Renvoyez à l'identique, s'il vous plaît, les lignes des entrées ci-dessous, depuis celle qui contient « query: the noun phrase to segment: wheel » jusqu'à celle qui contient « 82], [110, 82]] », incluse.

── INFORMATIONS FOURNIES

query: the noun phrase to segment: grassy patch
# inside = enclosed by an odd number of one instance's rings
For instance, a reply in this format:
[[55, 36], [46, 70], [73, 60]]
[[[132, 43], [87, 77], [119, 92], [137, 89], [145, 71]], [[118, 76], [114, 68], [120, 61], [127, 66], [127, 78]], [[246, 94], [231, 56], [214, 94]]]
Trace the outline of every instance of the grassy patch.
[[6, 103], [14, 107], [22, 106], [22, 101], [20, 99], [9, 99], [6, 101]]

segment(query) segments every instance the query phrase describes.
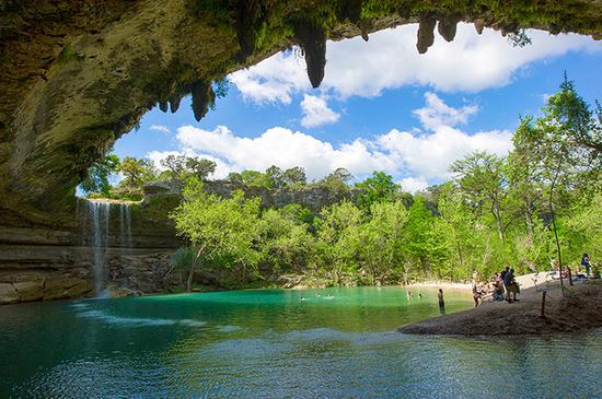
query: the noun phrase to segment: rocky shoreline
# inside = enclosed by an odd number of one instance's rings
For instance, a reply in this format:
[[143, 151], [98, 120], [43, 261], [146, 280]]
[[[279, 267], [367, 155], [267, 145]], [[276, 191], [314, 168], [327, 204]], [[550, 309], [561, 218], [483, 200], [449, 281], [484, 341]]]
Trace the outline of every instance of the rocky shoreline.
[[[565, 282], [566, 283], [566, 282]], [[545, 317], [541, 317], [546, 290]], [[397, 331], [437, 336], [542, 336], [602, 327], [602, 281], [576, 282], [562, 295], [558, 282], [530, 287], [519, 302], [486, 303], [475, 309], [403, 326]]]

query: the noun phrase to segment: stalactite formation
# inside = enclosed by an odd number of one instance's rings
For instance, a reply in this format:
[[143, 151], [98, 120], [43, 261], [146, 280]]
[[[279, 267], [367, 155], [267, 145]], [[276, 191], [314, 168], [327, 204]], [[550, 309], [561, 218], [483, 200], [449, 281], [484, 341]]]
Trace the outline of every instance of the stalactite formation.
[[305, 55], [310, 83], [316, 89], [324, 79], [326, 67], [326, 33], [322, 26], [309, 21], [294, 26], [294, 37]]

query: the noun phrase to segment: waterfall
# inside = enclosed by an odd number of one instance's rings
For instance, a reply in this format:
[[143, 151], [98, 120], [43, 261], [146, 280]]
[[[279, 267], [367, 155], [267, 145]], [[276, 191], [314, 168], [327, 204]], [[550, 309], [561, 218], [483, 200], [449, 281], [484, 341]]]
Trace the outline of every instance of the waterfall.
[[131, 214], [127, 203], [119, 203], [119, 233], [121, 247], [131, 247]]
[[[91, 237], [92, 248], [92, 274], [96, 297], [107, 296], [106, 282], [109, 278], [107, 249], [111, 239], [111, 208], [116, 204], [102, 200], [84, 200], [85, 208], [80, 214], [78, 201], [78, 215], [82, 227], [83, 237]], [[81, 210], [83, 211], [83, 210]], [[116, 218], [114, 218], [116, 219]], [[115, 226], [116, 227], [116, 226]], [[117, 233], [116, 230], [113, 234]], [[127, 203], [119, 203], [119, 243], [121, 248], [131, 246], [131, 213]]]
[[128, 247], [131, 247], [131, 213], [128, 204], [124, 203], [126, 208], [126, 243]]
[[92, 222], [92, 271], [94, 274], [94, 291], [96, 296], [104, 296], [105, 283], [108, 278], [106, 249], [108, 247], [108, 230], [111, 222], [111, 203], [86, 201], [89, 220]]

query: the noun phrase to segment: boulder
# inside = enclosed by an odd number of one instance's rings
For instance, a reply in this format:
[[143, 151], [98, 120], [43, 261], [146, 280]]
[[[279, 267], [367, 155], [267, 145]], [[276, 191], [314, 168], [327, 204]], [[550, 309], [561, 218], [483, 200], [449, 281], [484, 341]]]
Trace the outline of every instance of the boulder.
[[19, 302], [19, 295], [12, 284], [0, 284], [0, 305], [14, 304]]

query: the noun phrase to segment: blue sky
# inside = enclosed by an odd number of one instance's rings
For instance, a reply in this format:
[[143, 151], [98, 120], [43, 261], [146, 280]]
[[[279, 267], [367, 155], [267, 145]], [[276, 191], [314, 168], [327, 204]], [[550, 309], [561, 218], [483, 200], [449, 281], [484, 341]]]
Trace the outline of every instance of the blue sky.
[[190, 98], [176, 114], [149, 112], [115, 144], [119, 156], [170, 153], [218, 163], [216, 178], [244, 168], [303, 166], [310, 178], [336, 167], [357, 179], [385, 171], [415, 191], [449, 178], [448, 165], [475, 150], [505, 155], [520, 115], [533, 115], [566, 70], [593, 104], [602, 93], [602, 45], [577, 35], [528, 31], [514, 48], [498, 32], [459, 26], [426, 55], [416, 25], [328, 43], [326, 77], [311, 89], [298, 51], [229, 77], [230, 90], [197, 122]]

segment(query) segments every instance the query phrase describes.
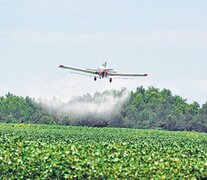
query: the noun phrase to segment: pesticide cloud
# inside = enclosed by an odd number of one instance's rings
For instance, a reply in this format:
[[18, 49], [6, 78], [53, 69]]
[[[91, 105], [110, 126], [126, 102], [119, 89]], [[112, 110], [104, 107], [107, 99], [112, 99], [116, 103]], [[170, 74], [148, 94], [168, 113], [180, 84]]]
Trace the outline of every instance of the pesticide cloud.
[[114, 113], [119, 113], [123, 104], [129, 98], [129, 91], [106, 90], [103, 93], [96, 92], [93, 96], [86, 94], [71, 98], [64, 103], [56, 98], [41, 98], [40, 102], [47, 109], [62, 115], [73, 115], [78, 118], [110, 118]]

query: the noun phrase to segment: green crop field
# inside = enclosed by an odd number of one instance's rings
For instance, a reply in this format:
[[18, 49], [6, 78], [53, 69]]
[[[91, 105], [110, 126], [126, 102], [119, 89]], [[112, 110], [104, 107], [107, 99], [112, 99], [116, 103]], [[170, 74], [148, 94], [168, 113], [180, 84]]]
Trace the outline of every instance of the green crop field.
[[207, 134], [0, 124], [1, 179], [205, 179]]

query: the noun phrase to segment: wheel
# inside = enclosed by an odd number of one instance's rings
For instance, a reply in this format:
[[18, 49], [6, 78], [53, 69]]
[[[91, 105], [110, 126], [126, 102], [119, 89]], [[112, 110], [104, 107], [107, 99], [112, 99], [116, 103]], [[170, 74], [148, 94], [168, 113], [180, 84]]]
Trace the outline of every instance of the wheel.
[[110, 83], [112, 82], [112, 78], [109, 79], [109, 82], [110, 82]]

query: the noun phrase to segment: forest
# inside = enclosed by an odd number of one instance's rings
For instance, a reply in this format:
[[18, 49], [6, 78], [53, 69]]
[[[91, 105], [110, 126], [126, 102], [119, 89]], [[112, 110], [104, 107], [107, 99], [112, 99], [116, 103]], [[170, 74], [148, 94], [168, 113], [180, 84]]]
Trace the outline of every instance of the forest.
[[[113, 97], [119, 99], [125, 92], [125, 88], [107, 90], [76, 99], [83, 103], [94, 102], [106, 94], [113, 94]], [[67, 105], [70, 106], [70, 103]], [[91, 113], [77, 116], [72, 112], [48, 108], [41, 101], [30, 97], [7, 93], [0, 97], [0, 122], [207, 132], [207, 103], [188, 103], [168, 89], [146, 89], [141, 86], [135, 92], [129, 92], [123, 104], [117, 102], [110, 115]]]

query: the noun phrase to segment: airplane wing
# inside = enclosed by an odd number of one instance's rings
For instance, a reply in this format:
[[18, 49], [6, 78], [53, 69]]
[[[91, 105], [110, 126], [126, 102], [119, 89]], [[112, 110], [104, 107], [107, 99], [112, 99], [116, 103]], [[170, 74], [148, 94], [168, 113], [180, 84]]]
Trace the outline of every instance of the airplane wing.
[[70, 69], [73, 71], [80, 71], [80, 72], [90, 73], [90, 74], [98, 74], [98, 71], [96, 69], [83, 69], [83, 68], [78, 68], [78, 67], [73, 67], [73, 66], [64, 66], [64, 65], [60, 65], [59, 68]]
[[137, 77], [147, 76], [148, 74], [137, 74], [137, 73], [109, 73], [108, 76], [124, 76], [124, 77]]

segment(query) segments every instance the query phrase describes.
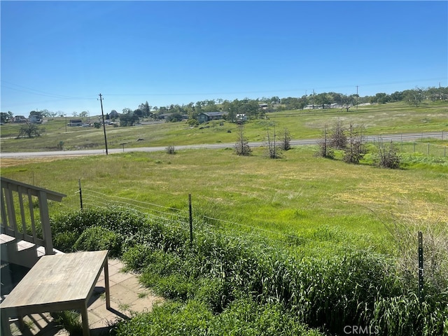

────

▶ TÂCHE ACCOMPLIE:
query: the noun phrase to segment: wheel
# inside = enclosed by an odd number of one instance's rings
For instance, a reply in this format:
[[18, 49], [6, 78], [53, 69]]
[[[91, 105], [110, 126], [126, 102], [119, 89]], [[112, 110], [104, 107], [107, 99], [112, 99], [116, 103]], [[170, 74], [148, 94], [168, 113], [180, 84]]]
Trace the outline of every instance of the wheel.
[[110, 83], [112, 82], [112, 78], [109, 79], [109, 82], [110, 82]]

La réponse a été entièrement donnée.